* [Job]:
Please rewrite the data below, swapping every "pixel coordinates" for "image coordinates" and keeping everything else the same.

[Extracted data entries]
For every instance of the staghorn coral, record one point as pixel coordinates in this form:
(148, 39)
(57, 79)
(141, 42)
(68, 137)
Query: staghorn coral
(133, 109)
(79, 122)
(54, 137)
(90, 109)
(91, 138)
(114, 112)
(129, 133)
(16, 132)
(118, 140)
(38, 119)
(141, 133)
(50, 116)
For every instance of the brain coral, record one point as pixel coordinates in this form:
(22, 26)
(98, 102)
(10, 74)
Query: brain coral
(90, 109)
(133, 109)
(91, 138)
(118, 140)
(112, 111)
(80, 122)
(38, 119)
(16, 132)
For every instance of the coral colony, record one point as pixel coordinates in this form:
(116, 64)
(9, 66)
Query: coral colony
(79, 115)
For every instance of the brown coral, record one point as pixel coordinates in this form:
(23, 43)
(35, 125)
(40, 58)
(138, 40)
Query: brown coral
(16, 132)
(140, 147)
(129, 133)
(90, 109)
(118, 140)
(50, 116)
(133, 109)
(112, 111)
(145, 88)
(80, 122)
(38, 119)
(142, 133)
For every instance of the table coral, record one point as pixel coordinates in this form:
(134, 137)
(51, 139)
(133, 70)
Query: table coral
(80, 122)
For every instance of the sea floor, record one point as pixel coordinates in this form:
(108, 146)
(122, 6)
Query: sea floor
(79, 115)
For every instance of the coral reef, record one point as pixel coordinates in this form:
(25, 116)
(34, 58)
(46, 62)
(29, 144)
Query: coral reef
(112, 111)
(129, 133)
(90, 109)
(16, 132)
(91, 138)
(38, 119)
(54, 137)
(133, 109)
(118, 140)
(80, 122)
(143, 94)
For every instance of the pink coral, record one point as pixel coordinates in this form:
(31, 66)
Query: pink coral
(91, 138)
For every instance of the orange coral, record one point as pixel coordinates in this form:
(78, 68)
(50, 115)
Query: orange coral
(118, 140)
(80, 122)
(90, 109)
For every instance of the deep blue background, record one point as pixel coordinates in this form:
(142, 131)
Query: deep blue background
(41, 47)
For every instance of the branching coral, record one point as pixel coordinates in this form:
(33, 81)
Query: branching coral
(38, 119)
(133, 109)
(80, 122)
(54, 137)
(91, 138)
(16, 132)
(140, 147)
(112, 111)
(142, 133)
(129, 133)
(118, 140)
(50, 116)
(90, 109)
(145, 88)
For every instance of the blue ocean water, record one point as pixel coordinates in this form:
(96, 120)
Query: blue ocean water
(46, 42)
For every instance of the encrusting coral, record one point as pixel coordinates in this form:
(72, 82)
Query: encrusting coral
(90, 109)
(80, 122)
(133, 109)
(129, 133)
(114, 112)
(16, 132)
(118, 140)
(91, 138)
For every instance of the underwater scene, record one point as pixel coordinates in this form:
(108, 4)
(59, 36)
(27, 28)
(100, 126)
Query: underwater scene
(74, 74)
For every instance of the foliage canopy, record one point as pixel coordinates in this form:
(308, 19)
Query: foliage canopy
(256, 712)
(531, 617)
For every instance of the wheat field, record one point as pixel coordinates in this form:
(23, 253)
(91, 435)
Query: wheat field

* [Task solution]:
For every instance of the staghorn coral, record one point as image coordinates in this form:
(148, 39)
(57, 79)
(141, 42)
(68, 137)
Query: staghorn coral
(133, 109)
(79, 122)
(54, 137)
(90, 109)
(91, 138)
(114, 112)
(129, 133)
(16, 132)
(118, 140)
(38, 119)
(141, 133)
(50, 116)
For every instance of the brain coral, record one point as image coordinates in this form:
(22, 26)
(98, 102)
(10, 74)
Query: brain coral
(90, 109)
(133, 109)
(91, 138)
(118, 140)
(112, 111)
(80, 122)
(38, 119)
(16, 132)
For every instance of the coral colony, record one point as image coordinates in this form:
(116, 64)
(9, 66)
Query: coral colony
(79, 115)
For every instance of the brown coral, record one point as image coordinates in this form:
(23, 43)
(35, 125)
(40, 58)
(138, 40)
Query: brown coral
(16, 132)
(140, 147)
(129, 133)
(90, 109)
(118, 140)
(50, 116)
(133, 109)
(112, 111)
(145, 88)
(80, 122)
(38, 119)
(142, 133)
For every instance of the table coral, record one point as image coordinates in this form:
(134, 137)
(51, 139)
(133, 70)
Query: table coral
(80, 122)
For every instance of the sea floor, record one point as image coordinates in this form:
(108, 146)
(122, 6)
Query: sea floor
(79, 115)
For every instance of the coral reef, record one point as image coordinates in this form:
(25, 116)
(34, 58)
(46, 62)
(29, 144)
Query: coral reef
(112, 111)
(129, 133)
(90, 109)
(16, 132)
(91, 138)
(38, 119)
(54, 137)
(133, 109)
(118, 140)
(80, 122)
(143, 94)
For every instance of the pink coral, record one point as image coordinates in this form:
(31, 66)
Query: pink coral
(91, 138)
For every instance of the orange coral, record one point as image coordinates in this form:
(78, 68)
(50, 115)
Query: orange coral
(118, 140)
(80, 122)
(90, 109)
For every instance of the deep blue background, record one point as image coordinates in this form:
(142, 131)
Query: deep blue background
(41, 47)
For every instance of the branching coral, record one point as image coordinates in this form:
(33, 81)
Query: branching coral
(38, 119)
(133, 109)
(80, 122)
(54, 137)
(91, 138)
(16, 132)
(140, 147)
(112, 111)
(142, 133)
(129, 133)
(118, 140)
(50, 116)
(90, 109)
(145, 88)
For every instance of the blue ocean water, record one point as image coordinates in this form:
(96, 120)
Query: blue ocean water
(46, 42)
For every instance of the encrusting coral, record one point as image coordinates in this form:
(72, 82)
Query: encrusting coral
(90, 109)
(80, 122)
(133, 109)
(129, 133)
(114, 112)
(16, 132)
(118, 140)
(91, 138)
For every instance of the underwater scene, record one point as image coordinates in this form:
(108, 4)
(59, 36)
(27, 28)
(100, 126)
Query: underwater scene
(74, 74)
For every instance of the foliage canopy, record one point as image coordinates in this form:
(308, 19)
Query: foliage canopy
(256, 712)
(531, 617)
For every instance of the wheat field, record one point as image coordinates in this form:
(23, 253)
(91, 435)
Query: wheat field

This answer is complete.